### Request 1
According to the article on web design below, how long ago did John Allsopp write The Dao of Web Design?

### Reading passage
* begin *

Understanding web design
The web turns 25 this year but we're still not treating it as it's own medium. Web design is mostly made by people who are not web designers by using tools not made for web design.
This is a rant against superficial design.
Web is a medium of its own
15 years ago John Allsopp wrote The Dao of Web Design. He explains how when a new medium is born it borrows conventions from a previous one. Some will make sense but much of what's borrowed ends up constraining the new medium. As an example Allsopp explains how we'd first think of television as ”radio with pictures” and in the early TV shows we'd even include a useless radio-like narrator describing what the viewers could now see themselves.
Web design ≠ print design
A similar thing happening with web design borrowing conventions from print design. Many of the same principles apply but we're also carrying unnecessary baggage. Two examples:
- Unlike with print on the web the content and the device used to consume it are separate. Because of this the control we used to enjoy with print never existed on the web. This was already true in back in 2000s but with the explosion of mobile and responsive design this ”problem” reached new heights. Countless screen sizes and fragmented support for anything and are finally forcing designers to accept the freely flowing nature of the web. But many designers are fighting against it and still try to control the page like Allsopp phrases it.
- Print was made to be looked at (although a lot of poster design would also benefit from UX thinking) while web is meant to be interacted with . Many designers are thinking of the new now arising design challenges as mere aesthetic decisions and overprioritize visuals at the expense of usability.
Roles in web design
Most people working on the web are actually not web designers. They're often graphic designers, developers and teams of these two.
Today I spoke to a friend of mine who runs a Helsinki based design agency heavily focused on digital services and usability. They had gotten 40 applicants for a job as a graphic designer, but none of them had any experience with web design. It seems like design schools still got a long way to go. And where does this lead us? If all you have is a hammer, everything looks like a nail. And after years of art school many graphic designers are only concerned about how the site will look like. They'll be designing print on the web.
One of my favourite designers Mike Monteiro has a great definition of a designer:
“A Designer solves problems within a set of constraints. Those constraints often come in the form of available materials (a lack of wood, a small printing press, or bandwidth), the audience for whom the solution is intended (kids, users who aren’t very web-savvy, those who speak a variety of languages), and business requirements (style guides, vendor relationships in place, our logo is Satan).”
- Excerpt From: Mike Monteiro. “Design Is a Job.”
In my experience this kind of designers are often less interested in constraints or solving problems than in artistic self-expression. Their heritage of print design clashes hard with the needs of responsive design. They might be interested in the interactive possibilities of the web but don't understand how they should be used in a user-friendly way and just use them because they're cool. This leads to a lot of problems. Here's a real-life example: An AD sees some fancy concept like this and all of a sudden they need to have it. And now this poor developer has to make it all work in Internet Explorer 8. This is a cool demo but it's not meant for production.
This is what how it works in IE8 by the way:
It won't work IE9 either. Better make an extra pot of coffee.
And making it work in IE8 and IE9 is not enough. I tried this with a few Androids and none of them worked. I made a video you can see here. And there's 19,000 different Androids before we get to Windows Phone and others. Even with modern browsers many users won't have enough power to make the animation smooth.

* end *

### Request 2
Copy verbatim the lines of the listing below, from the line with "Detection brief: inspect the image and locate man's nose." up to and including the line with "(247, 439), (481, 605)".

### Supplied material
* begin *

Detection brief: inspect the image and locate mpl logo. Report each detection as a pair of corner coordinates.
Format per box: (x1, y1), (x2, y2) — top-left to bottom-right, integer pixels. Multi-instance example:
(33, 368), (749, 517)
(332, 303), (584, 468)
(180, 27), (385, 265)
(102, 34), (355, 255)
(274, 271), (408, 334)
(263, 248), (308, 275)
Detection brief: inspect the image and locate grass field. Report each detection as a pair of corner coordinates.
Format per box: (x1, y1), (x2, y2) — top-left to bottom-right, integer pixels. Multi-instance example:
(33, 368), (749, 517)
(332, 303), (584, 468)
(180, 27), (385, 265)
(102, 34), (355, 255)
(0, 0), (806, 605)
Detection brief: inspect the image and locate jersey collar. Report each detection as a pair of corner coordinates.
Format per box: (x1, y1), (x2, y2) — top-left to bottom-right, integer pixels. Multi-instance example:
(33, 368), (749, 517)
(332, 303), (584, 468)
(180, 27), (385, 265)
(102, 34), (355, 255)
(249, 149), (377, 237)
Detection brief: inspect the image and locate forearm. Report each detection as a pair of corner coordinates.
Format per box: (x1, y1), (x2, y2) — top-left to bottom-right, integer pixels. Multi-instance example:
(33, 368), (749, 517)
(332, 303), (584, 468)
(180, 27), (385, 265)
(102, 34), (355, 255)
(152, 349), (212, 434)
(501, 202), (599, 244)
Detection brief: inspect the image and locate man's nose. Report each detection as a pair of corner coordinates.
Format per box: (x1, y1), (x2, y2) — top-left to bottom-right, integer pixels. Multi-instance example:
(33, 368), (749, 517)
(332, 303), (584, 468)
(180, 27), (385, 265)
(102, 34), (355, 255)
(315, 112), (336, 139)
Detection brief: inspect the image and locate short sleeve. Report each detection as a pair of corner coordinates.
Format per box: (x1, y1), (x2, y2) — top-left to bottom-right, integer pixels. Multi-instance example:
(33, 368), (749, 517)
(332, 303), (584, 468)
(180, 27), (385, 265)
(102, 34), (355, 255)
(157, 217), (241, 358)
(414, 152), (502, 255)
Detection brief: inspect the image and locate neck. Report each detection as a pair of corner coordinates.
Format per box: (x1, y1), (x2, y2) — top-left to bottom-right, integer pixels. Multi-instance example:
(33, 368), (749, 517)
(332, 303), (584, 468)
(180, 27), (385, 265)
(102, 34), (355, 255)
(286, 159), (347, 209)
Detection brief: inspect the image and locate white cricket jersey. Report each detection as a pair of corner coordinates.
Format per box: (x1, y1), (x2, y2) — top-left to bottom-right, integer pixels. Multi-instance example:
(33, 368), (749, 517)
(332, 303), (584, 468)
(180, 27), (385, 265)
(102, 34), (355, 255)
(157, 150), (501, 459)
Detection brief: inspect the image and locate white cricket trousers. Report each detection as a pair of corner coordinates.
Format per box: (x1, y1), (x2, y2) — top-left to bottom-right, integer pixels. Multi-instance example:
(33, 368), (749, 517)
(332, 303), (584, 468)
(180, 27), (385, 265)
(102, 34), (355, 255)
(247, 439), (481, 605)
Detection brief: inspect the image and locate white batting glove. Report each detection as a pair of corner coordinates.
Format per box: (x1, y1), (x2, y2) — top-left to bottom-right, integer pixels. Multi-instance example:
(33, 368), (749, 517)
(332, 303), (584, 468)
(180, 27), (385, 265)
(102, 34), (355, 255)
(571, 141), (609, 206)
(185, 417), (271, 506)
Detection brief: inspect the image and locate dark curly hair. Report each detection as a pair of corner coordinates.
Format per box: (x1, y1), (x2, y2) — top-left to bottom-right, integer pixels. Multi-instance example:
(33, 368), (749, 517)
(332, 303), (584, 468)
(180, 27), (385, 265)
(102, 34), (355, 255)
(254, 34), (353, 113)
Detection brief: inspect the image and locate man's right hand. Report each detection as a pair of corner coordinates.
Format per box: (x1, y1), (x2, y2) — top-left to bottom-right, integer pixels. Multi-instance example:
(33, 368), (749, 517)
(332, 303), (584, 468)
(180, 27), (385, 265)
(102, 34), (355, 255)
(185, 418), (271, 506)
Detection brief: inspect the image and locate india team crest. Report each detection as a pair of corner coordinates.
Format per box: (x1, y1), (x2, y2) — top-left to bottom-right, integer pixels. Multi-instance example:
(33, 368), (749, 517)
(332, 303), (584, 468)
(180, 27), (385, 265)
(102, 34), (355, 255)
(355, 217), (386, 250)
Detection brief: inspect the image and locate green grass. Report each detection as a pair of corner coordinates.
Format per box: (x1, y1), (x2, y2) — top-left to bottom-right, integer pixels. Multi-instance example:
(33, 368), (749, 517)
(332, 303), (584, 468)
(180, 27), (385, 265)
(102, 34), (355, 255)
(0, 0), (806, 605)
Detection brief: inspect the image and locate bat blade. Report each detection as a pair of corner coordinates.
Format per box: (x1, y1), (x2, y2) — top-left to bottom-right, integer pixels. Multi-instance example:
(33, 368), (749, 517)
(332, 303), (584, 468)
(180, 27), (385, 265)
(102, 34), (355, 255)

* end *

### Correct output 1
15 years ago.

### Correct output 2
Detection brief: inspect the image and locate man's nose. Report each detection as a pair of corner coordinates.
Format per box: (x1, y1), (x2, y2) — top-left to bottom-right, integer pixels. Multi-instance example:
(33, 368), (749, 517)
(332, 303), (584, 468)
(180, 27), (385, 265)
(102, 34), (355, 255)
(315, 112), (336, 139)
Detection brief: inspect the image and locate short sleeve. Report each detection as a pair of corner coordinates.
Format per box: (x1, y1), (x2, y2) — top-left to bottom-right, integer pixels. Multi-instance example:
(33, 368), (749, 517)
(332, 303), (584, 468)
(180, 27), (385, 265)
(102, 34), (355, 255)
(157, 217), (241, 358)
(414, 152), (502, 255)
Detection brief: inspect the image and locate neck. Report each detection as a pair of corner coordinates.
Format per box: (x1, y1), (x2, y2) — top-left to bottom-right, integer pixels. Multi-instance example:
(33, 368), (749, 517)
(332, 303), (584, 468)
(180, 27), (385, 265)
(102, 34), (355, 255)
(286, 159), (347, 209)
Detection brief: inspect the image and locate white cricket jersey. Report each detection as a pair of corner coordinates.
Format per box: (x1, y1), (x2, y2) — top-left to bottom-right, integer pixels. Multi-instance example:
(33, 368), (749, 517)
(332, 303), (584, 468)
(180, 27), (385, 265)
(102, 34), (355, 255)
(157, 150), (501, 459)
Detection brief: inspect the image and locate white cricket trousers. Report each detection as a pair of corner coordinates.
Format per box: (x1, y1), (x2, y2) — top-left to bottom-right, integer pixels. Multi-instance example:
(33, 368), (749, 517)
(332, 303), (584, 468)
(180, 27), (385, 265)
(102, 34), (355, 255)
(247, 439), (481, 605)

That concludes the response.